GIVEN TASK
Update the listing's lines from the one containing "the blurred background" through the end of the listing, putting "out-of-focus background" in place of "blurred background" and keeping everything else unchanged. Return only those lines.

- - - - - - -

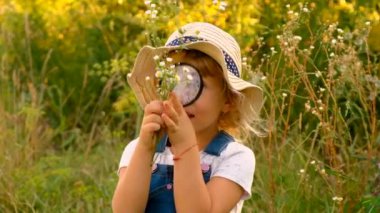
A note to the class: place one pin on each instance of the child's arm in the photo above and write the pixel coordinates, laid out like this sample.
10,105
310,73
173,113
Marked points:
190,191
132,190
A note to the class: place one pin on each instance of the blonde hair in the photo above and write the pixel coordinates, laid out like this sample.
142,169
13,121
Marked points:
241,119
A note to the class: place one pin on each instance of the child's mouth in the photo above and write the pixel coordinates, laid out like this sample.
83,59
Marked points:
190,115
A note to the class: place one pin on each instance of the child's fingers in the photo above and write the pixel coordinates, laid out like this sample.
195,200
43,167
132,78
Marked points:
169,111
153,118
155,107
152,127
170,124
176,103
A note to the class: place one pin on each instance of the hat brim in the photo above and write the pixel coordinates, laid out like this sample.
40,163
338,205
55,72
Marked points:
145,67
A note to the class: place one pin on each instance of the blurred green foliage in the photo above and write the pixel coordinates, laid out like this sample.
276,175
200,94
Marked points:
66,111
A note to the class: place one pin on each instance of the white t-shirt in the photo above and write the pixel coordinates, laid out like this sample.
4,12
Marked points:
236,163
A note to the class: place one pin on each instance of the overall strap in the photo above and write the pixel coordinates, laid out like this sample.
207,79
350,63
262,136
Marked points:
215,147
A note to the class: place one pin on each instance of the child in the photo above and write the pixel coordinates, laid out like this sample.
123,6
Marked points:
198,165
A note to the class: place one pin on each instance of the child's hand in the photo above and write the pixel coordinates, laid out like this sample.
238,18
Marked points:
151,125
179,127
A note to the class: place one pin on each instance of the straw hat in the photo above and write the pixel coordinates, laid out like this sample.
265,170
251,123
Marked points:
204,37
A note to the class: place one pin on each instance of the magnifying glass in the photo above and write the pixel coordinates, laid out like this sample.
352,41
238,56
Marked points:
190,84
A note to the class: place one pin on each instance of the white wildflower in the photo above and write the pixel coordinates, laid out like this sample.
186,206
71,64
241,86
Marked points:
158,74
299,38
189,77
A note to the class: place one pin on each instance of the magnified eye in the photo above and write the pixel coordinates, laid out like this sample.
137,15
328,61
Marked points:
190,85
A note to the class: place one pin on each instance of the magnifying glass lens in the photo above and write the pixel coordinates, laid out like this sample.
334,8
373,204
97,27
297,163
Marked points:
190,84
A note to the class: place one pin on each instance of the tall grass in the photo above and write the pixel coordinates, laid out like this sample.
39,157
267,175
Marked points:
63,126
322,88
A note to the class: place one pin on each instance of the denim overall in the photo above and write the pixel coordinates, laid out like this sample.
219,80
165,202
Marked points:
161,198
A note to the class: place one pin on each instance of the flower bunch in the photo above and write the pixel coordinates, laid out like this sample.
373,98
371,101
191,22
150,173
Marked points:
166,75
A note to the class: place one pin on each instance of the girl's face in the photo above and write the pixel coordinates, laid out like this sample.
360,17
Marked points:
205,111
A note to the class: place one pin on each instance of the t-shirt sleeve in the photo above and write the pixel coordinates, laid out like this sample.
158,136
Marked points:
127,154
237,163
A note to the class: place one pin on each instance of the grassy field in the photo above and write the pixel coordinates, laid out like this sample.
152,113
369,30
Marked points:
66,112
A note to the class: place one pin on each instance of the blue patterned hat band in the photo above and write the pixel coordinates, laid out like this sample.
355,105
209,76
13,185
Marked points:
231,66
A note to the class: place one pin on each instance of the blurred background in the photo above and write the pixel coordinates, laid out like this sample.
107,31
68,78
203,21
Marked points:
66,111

- - - - - - -

SOLVED EXERCISE
A note to the class: place one pin on each instance of the out-of-focus background in the photo above and write the pixel coordinates, laid out like this sample.
107,31
68,78
203,21
Marked points:
66,111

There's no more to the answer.